__Passage to read__:
There were beautiful sunrises and sunsets on the ship. We had fancy dinners and watched movies and went to the gym and generally passed the time with no obligations to do anything. It was kind of nice but it could be boring as well. And we inched inexorably towards the US.
The next stop was Sydney, Nova Scotia in Canada. It was a small town, very pleasant to walk around, and it was nice to get off the ship. The community is very proud of its musical heritage and its ‘largest violin in the world’. A community orchestra played in the small port building near the ship dock. We walked around the town and were happy to find a used book store. The twins made a friend on the ship and we walked around together.
Later the kids returned to the ship and I walked around some more. I checked out St. George Church, the oldest building in Sydney.
I also enjoyed St. Patrick’s Church Museum, which had a nice exhibit on the native language of the area inside and old graveyard outside. The Mi’kmaq language had hieroglyphics that were documented by missionaries in the 17th and 18th centuries.

__Required action A__: Please quote the travel account starting with "The next stop" and going on through "building in Sydney.".
__Required action B__: According to the travel account, what is the oldest building in Sydney?

Saved entries
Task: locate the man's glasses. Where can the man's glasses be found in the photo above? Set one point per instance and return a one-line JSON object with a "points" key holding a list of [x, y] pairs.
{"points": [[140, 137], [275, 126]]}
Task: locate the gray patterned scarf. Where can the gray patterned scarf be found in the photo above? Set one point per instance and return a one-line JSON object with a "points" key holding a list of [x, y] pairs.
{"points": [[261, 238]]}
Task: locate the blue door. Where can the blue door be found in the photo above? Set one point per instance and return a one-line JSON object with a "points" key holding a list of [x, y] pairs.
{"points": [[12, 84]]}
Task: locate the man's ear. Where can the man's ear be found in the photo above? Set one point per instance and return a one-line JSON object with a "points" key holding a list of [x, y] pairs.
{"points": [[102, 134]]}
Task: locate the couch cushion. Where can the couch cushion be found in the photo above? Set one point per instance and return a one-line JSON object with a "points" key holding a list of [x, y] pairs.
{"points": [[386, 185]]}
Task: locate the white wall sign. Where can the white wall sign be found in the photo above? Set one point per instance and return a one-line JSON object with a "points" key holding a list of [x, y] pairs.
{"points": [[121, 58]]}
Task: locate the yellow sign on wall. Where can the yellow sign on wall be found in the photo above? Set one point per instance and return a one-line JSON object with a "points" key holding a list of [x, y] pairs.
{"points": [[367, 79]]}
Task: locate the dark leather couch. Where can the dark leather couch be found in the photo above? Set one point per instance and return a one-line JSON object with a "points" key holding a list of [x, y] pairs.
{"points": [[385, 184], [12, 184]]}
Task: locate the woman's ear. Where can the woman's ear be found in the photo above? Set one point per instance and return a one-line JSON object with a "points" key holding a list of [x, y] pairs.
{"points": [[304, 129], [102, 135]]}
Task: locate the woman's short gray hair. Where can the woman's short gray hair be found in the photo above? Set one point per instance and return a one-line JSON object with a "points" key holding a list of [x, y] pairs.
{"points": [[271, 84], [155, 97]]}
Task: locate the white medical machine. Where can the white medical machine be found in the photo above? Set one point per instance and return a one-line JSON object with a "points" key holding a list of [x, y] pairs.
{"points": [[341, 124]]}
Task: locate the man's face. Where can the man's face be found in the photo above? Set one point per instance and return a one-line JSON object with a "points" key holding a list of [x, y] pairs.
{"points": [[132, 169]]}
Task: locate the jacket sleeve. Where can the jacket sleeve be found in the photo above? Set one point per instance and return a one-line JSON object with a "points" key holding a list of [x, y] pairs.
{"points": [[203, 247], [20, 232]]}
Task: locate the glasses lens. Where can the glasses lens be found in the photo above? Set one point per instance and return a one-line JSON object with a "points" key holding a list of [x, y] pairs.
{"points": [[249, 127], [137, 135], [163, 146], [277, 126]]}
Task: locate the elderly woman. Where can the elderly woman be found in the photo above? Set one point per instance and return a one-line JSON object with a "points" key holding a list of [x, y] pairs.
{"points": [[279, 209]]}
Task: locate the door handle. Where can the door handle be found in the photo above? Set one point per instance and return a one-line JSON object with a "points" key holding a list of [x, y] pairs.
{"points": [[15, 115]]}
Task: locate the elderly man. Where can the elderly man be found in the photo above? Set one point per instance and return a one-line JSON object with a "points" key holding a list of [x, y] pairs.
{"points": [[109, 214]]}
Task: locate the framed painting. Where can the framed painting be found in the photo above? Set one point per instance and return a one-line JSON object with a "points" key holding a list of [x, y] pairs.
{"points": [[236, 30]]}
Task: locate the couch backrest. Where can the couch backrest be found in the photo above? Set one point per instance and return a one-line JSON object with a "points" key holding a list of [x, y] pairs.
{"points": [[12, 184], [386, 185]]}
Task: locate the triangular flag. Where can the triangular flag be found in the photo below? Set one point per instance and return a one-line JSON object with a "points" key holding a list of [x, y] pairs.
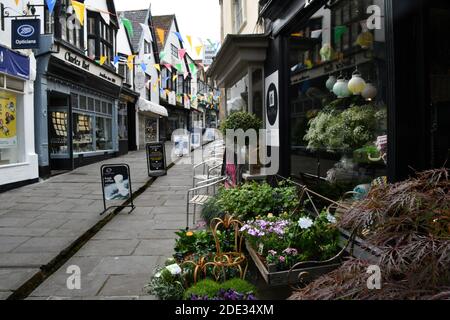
{"points": [[199, 49], [130, 61], [193, 68], [146, 30], [79, 9], [181, 53], [179, 67], [189, 39], [103, 60], [179, 36], [161, 34], [50, 5], [128, 26]]}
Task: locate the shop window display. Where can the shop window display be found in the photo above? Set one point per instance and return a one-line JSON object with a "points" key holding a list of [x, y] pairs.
{"points": [[338, 110], [83, 134]]}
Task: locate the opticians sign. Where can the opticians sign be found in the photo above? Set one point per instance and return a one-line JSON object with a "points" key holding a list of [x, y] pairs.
{"points": [[25, 33]]}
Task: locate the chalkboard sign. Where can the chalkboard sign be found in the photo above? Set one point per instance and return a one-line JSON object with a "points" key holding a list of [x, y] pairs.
{"points": [[116, 185], [156, 159]]}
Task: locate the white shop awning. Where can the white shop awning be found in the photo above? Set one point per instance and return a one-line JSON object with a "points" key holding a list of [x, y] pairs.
{"points": [[148, 106]]}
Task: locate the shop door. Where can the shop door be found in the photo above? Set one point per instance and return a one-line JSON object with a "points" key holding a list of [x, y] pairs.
{"points": [[60, 139]]}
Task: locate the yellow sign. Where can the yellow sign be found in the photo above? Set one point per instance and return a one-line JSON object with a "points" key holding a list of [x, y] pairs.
{"points": [[8, 121]]}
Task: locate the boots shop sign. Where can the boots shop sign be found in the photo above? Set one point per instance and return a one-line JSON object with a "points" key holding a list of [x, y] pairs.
{"points": [[87, 66], [25, 33]]}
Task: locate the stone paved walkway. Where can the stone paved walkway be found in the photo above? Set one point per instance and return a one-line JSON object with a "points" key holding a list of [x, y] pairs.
{"points": [[39, 221], [117, 262]]}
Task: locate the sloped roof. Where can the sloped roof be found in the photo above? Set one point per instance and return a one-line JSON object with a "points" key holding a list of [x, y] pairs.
{"points": [[136, 17], [162, 22]]}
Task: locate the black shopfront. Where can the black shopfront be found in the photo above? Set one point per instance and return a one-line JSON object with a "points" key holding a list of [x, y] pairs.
{"points": [[363, 87]]}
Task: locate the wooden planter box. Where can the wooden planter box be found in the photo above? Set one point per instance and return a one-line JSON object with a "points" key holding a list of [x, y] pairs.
{"points": [[359, 248], [280, 278]]}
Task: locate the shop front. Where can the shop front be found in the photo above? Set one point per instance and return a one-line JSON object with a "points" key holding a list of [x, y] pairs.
{"points": [[150, 116], [357, 89], [18, 160], [79, 106]]}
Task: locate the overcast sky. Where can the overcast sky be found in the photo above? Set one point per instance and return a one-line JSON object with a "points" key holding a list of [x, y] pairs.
{"points": [[197, 18]]}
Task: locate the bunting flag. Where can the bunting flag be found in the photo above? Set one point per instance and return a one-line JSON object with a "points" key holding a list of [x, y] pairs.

__Written reply A__:
The next stop was Sydney, Nova Scotia in Canada. It was a small town, very pleasant to walk around, and it was nice to get off the ship. The community is very proud of its musical heritage and its ‘largest violin in the world’. A community orchestra played in the small port building near the ship dock. We walked around the town and were happy to find a used book store. The twins made a friend on the ship and we walked around together.
Later the kids returned to the ship and I walked around some more. I checked out St. George Church, the oldest building in Sydney.

__Written reply B__: St. George Church